* Supplied passage *
>>>>

Public Relations Coordinator

"Richard is fabulous. He kept the students captivated by all the wonderful toys he brought."
"This was one time when the students couldn't wait to write their thank-you cards."
"He has such a way with students. He presented to their level with a lovely voice and smile."

-Praise by teachers for Outreach volunteer Mr. Richard Hall, P.Eng.

Richard Hall, P.Eng., has been a volunteer with APEGGA's Outreach Program for four years. Richard completed his bachelor of science degree in electrical and computer engineering at the University of Calgary in 1994. At the age of 32, he has worked as a software consultant and systems engineer for local companies, as well as on his own entrepreneurial ventures.

Richard and his wife Doris recently moved to Toronto. We at APEGGA thank Richard for the generous gift of his time and energy to the engineering and scholastic community.

In this volunteer profile, he discusses his prime reasons for his involvement in the APEGGA Outreach Program, which puts engineers in schools and classrooms for subject presentations and career advice.

1) What do engineers possess that they can contribute to students and their education?

<<<<

* Task item *
Pick up the volunteer profile of Richard Hall after its last line, starting with his answer to the numbered question. The material after this point has no connection to the volunteer profile above.

* Recorded data *
>>>>

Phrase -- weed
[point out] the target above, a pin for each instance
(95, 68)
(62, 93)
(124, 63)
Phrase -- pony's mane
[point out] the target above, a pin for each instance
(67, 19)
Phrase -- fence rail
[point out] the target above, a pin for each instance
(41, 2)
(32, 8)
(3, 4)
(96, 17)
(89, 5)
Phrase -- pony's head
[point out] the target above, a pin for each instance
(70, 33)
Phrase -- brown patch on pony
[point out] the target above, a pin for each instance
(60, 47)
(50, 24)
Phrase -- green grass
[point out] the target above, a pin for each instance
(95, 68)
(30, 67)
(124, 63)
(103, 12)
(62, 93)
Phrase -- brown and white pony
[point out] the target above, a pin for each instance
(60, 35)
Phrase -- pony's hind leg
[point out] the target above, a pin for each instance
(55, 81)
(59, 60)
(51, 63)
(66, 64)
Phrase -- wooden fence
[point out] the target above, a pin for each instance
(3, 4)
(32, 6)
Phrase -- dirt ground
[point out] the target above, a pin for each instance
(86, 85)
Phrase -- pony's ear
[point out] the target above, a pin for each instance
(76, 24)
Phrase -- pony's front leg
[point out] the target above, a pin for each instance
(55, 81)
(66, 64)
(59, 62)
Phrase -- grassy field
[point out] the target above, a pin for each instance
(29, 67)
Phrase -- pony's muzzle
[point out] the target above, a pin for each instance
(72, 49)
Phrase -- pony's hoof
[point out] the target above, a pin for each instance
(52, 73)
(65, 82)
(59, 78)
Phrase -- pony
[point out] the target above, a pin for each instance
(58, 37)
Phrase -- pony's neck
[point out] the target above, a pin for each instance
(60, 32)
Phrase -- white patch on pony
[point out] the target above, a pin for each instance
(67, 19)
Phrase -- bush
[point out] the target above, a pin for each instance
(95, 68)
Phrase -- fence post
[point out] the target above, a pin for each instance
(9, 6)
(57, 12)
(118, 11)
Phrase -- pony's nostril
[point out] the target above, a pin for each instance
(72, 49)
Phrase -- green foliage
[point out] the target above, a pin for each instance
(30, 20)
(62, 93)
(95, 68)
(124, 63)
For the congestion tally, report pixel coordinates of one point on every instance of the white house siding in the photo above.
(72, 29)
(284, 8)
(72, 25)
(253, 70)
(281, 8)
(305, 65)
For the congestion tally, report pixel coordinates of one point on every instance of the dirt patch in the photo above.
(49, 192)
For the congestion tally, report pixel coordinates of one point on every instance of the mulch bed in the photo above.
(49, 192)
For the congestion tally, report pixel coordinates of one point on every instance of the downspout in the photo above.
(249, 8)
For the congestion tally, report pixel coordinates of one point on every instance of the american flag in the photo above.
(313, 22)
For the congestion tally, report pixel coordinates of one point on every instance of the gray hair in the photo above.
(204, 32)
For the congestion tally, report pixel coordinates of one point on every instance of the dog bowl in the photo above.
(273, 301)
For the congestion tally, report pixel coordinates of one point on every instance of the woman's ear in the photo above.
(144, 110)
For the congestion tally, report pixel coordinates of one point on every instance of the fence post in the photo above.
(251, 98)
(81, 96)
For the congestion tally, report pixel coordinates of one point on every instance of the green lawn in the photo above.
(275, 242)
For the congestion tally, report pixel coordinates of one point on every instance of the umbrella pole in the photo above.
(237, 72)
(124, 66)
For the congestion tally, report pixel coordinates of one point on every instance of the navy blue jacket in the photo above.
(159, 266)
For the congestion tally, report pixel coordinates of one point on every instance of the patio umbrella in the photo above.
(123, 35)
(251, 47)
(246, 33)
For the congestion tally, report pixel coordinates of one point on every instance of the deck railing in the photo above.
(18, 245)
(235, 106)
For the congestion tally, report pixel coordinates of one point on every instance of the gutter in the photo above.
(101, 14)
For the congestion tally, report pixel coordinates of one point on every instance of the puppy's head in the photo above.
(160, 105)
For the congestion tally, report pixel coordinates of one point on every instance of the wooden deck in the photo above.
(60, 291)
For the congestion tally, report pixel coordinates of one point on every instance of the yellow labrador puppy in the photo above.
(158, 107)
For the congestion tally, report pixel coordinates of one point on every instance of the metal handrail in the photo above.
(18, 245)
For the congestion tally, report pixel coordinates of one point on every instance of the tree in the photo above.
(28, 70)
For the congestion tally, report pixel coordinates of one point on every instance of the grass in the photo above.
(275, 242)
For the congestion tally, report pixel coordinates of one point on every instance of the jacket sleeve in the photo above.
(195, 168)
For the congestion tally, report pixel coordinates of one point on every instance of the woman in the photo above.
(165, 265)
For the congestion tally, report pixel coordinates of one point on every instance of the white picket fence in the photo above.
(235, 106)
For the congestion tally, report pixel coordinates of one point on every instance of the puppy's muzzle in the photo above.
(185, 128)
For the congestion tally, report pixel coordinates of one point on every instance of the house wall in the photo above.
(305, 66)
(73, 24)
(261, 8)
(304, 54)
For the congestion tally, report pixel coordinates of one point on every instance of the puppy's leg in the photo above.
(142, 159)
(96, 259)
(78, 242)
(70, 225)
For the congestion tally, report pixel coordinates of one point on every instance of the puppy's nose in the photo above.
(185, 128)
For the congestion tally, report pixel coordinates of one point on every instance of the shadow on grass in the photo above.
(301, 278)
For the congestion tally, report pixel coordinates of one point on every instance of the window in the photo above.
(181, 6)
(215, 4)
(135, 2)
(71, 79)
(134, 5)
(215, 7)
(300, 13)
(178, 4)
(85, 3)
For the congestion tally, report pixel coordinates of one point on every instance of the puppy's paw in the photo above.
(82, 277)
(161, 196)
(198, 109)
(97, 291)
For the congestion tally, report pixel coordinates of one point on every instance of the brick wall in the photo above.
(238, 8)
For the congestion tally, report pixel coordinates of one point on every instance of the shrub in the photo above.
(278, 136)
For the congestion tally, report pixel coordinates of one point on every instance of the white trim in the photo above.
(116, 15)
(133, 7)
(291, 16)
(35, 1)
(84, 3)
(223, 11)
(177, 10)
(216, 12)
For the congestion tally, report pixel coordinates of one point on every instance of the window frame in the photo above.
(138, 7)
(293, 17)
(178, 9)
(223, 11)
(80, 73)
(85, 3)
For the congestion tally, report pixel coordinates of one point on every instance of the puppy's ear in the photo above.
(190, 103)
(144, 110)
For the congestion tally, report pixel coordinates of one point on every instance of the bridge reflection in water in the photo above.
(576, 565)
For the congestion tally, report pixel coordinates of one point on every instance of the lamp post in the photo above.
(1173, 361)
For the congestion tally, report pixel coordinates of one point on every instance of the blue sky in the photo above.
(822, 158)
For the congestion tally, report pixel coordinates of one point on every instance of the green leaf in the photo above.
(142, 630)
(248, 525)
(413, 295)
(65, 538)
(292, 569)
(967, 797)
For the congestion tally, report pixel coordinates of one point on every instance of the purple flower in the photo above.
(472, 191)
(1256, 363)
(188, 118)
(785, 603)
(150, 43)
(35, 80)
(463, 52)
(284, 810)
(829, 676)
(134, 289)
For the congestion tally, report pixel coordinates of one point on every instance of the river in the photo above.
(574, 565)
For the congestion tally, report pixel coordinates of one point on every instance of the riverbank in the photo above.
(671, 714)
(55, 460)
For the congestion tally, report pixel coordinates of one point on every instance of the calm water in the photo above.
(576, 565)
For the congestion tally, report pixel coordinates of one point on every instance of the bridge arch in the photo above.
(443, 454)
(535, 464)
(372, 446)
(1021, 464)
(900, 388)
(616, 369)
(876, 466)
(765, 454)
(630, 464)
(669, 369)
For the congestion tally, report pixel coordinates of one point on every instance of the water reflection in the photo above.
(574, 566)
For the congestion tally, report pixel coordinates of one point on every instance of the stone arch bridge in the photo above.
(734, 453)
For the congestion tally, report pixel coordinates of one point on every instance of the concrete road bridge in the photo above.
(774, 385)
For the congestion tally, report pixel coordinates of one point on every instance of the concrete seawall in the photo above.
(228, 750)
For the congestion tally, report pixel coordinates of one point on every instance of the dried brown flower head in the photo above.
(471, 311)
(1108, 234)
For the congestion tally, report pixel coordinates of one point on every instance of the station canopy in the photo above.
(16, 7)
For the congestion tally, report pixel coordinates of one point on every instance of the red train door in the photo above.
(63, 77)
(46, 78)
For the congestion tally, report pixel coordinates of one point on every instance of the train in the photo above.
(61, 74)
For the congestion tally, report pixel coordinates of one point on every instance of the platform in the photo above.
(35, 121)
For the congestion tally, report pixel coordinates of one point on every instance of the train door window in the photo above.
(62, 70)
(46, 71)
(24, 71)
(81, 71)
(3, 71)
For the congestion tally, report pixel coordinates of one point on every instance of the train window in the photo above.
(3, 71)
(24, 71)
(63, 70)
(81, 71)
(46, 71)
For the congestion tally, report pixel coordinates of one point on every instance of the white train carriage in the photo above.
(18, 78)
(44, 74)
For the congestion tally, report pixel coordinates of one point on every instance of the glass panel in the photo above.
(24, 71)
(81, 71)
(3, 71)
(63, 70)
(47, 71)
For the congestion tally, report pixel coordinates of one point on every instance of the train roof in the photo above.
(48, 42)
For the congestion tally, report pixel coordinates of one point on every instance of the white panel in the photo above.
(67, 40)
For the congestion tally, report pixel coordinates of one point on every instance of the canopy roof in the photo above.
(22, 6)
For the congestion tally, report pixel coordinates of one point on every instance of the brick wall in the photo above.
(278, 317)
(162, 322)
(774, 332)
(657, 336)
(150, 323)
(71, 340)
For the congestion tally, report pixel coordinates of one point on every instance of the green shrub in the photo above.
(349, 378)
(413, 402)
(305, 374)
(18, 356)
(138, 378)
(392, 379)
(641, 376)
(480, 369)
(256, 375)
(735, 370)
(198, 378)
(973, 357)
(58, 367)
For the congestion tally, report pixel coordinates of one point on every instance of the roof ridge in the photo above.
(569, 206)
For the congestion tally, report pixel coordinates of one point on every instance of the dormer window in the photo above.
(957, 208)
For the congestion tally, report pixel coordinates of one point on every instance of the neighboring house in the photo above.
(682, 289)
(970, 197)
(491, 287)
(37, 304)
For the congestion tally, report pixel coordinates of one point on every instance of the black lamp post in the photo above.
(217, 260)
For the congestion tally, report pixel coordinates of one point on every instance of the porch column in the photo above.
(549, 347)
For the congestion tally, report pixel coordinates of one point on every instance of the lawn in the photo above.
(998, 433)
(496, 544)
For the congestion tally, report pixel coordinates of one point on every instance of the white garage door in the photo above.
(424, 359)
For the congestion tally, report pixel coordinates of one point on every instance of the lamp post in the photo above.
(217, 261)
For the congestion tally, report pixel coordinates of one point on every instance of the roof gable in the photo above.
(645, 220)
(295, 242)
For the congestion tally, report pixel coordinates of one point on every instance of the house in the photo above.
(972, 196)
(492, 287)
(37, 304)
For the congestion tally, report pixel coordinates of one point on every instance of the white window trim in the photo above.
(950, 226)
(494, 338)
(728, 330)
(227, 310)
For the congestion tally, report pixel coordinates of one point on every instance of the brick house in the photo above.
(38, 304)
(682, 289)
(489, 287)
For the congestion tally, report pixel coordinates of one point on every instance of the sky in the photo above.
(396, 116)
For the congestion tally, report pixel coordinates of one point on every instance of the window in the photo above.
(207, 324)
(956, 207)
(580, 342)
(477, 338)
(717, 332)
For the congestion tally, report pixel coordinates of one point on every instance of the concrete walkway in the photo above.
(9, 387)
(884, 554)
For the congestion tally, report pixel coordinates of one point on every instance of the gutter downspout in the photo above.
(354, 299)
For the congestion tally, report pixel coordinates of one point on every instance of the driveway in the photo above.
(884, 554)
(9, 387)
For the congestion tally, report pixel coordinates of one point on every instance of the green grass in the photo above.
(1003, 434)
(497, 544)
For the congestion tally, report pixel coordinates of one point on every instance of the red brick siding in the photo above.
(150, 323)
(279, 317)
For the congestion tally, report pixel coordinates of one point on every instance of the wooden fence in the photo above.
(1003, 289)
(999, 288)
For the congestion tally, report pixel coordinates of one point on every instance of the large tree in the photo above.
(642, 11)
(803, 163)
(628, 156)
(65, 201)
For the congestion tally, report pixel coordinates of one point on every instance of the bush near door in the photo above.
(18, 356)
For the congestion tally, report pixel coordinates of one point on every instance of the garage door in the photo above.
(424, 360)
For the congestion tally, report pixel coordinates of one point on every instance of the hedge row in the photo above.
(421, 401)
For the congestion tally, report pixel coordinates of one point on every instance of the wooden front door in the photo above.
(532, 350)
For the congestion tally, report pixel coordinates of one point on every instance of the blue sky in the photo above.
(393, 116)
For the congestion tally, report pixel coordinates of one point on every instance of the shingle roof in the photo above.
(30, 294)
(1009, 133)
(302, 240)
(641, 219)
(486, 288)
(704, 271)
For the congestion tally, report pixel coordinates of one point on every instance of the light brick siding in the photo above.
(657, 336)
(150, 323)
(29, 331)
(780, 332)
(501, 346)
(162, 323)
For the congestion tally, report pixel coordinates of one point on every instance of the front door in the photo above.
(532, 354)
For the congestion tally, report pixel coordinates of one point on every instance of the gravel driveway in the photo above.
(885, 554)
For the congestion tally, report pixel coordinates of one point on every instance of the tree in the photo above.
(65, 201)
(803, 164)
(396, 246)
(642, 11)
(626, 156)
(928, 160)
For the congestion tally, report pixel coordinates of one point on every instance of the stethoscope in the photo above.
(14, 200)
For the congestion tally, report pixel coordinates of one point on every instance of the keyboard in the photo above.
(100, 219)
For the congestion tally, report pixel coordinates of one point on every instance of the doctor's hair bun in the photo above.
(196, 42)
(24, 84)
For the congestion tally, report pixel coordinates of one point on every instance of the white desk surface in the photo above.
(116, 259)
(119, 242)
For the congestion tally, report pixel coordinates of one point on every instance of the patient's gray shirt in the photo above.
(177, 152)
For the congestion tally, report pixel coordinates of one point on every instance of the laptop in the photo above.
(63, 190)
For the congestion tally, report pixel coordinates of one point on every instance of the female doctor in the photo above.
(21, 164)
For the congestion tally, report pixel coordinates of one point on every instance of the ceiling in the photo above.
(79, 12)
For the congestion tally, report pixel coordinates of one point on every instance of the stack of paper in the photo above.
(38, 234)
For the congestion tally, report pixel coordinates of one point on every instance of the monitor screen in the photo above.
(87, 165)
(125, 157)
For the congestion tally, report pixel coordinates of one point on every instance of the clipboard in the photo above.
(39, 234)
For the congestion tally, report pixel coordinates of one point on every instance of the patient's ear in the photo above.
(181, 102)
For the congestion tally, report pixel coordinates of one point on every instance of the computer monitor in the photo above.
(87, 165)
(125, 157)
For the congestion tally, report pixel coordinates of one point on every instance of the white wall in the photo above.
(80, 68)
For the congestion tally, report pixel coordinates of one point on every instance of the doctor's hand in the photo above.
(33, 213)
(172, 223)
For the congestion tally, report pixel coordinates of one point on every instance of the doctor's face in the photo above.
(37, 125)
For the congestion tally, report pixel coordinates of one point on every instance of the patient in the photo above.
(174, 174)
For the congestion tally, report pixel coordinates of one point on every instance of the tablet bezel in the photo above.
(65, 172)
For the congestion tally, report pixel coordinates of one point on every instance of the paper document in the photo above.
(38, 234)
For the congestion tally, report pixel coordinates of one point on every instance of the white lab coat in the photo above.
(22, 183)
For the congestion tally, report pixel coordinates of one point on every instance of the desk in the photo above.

<<<<

* Answer *
Engineering, presented as real-world, useful knowledge, illustrates how knowledge can be directly applicable to society's continuing operation, advancement and ultimately its survival. Our knowledge is not just a dry piece of paper with calculations on it -- it goes through a second creation that ends up with computers, bridges, fuels and more. Our presence in the classroom gives students a glimpse of how they might actually use the knowledge they acquire for the 12 prime years of their youth. Our influence makes science related classes an exciting journey of exploration in the real world rather than a torturous set of homework assignments. This, we hope, produces a lot more scientifically informed and investigative young minds, and a better likelihood of creating a few more engineers and scientists to carry on the profession.

2) Why is it important for the public's understanding of science to grow?

A democratic society relies on an informed and politically active public. A democracy that is not scientifically literate (or is uninvolved) will not make rational decisions for technical matters; no matter how advanced its scientific circles. Instead it will make its decisions based on popular emotional, short-sighted agendas and not by reason. As individuals and a society, many of our actions and much of our neglect, affecting our integraged human and ecological communities, are irreversible.

3) What does professional accountability mean to you?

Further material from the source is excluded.